* **TASK GOAL**
Reproduce the following lines verbatim, omitting the picture.

* **DATA SUPPLIED**
━━━━━━

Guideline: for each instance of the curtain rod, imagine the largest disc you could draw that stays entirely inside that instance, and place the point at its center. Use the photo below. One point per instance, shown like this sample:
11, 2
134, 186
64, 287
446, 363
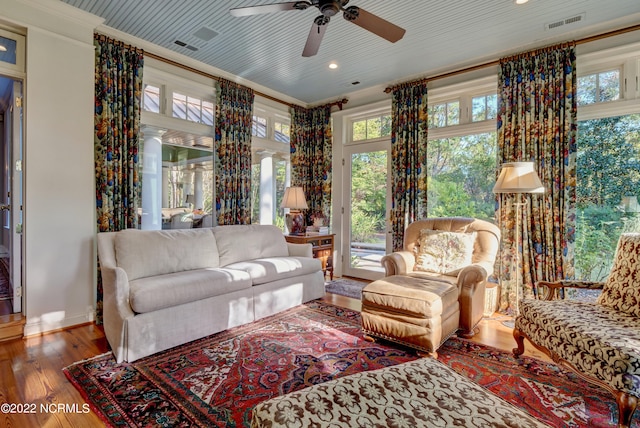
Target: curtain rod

━━━━━━

* **TASK RESULT**
Guideline: for each instance of the curtain rod, imagine the largest disc you could draw that stays entirely inside that instance, and place the point at its center. Use the photo below. One point per instance, shown like this sample:
11, 2
134, 186
64, 287
446, 363
Target: curtain rod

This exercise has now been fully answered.